A Heart for Students
As a teenager, Jo Ann Charleston set up a makeshift classroom in her home and played teacher to her younger cousins. "My mom would allow me to kind of renovate the house and have a room and my bulletin board and give them lessons in the summer," Charleston recalled.
The Baton Rouge, La., native decided at a young age that she wanted to be a teacher, which is why her mom was surprised when Charleston changed her mind and decided to pursue a career as a chemist.
"When I decided I didn't want to be a teacher, she was like, 'Have you lost your mind?'" Charleston said. But her mom supported her daughter's goals and bought Charleston her first chemistry set.
Today, Charleston has experienced the best of both worlds. She became a chemist, earning a bachelor's degree in chemistry from Southern University in Baton Rouge in 1977. After college, Charleston went to NASA's Glenn Research Center in Cleveland, Ohio. She worked in the Power Technology Division conducting research on batteries.
"I just knew that's where I was supposed to be and that NASA would have a lot of great opportunities," Charleston said.
Even as a NASA chemist, the "teacher" in Charleston came out. She volunteered to mentor students participating in NASA's summer internship programs. "I wanted to make sure I got an opportunity to talk to students and do career days," Charleston said. "I've always done that, so that was one of the things I was able to do to encourage students to go into science, technology, engineering or mathematics careers."
Ten years into her NASA career, Charleston changed course. A skills assessment, which she took as part of a professional development program, revealed that she was a "people person" and that she should consider working in administration or management.
Taking her education interests and technical background into consideration, Charleston applied for and was hired as a Research Grants and Fellowship Program Manager in Glenn's University Programs Office. She managed the center's internship project and worked with universities to develop research grants. NASA's internship programs support the agency’s goal of strengthening NASA's and the nation’s future workforce.

*Actions to take*
(a) Rewrite the paragraph of the profile that begins "Today, Charleston has experienced the best of both worlds" as a short bulleted list that keeps its main facts.
(b) In one to three sentences, explain why Charleston changed course ten years into her NASA career, according to the profile.
The material here comes from a different source than the profile.

Point annotation records
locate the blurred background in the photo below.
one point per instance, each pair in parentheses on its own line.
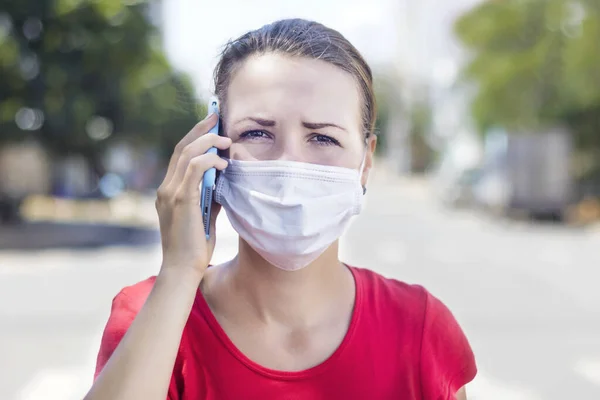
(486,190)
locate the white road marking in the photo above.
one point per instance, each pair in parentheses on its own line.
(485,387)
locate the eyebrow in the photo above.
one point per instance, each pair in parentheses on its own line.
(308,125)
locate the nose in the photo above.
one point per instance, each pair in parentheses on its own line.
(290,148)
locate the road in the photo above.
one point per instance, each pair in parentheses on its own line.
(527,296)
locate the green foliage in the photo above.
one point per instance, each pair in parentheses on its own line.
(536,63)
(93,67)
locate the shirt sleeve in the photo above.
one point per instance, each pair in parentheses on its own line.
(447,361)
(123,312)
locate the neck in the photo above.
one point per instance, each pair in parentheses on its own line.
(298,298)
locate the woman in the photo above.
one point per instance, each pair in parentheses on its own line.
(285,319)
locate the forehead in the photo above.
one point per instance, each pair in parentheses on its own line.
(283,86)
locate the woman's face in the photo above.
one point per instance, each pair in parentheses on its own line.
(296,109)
==
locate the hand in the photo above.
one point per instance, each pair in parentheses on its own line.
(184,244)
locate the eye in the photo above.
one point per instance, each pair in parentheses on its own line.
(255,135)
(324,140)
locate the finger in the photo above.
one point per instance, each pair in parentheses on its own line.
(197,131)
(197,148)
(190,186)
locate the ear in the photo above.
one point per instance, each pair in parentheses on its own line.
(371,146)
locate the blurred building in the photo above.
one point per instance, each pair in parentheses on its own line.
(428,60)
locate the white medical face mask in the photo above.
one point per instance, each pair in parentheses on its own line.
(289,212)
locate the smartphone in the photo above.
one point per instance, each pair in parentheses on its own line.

*Answer set*
(a)
- Charleston has experienced the best of both worlds.
- She became a chemist, earning a bachelor's degree in chemistry from Southern University in Baton Rouge in 1977.
- After college, she went to NASA's Glenn Research Center in Cleveland, Ohio.
- She researched batteries in the Power Technology Division.

(b) As part of a professional development program, she took a skills assessment. It revealed that she was a "people person" who should consider working in administration or management.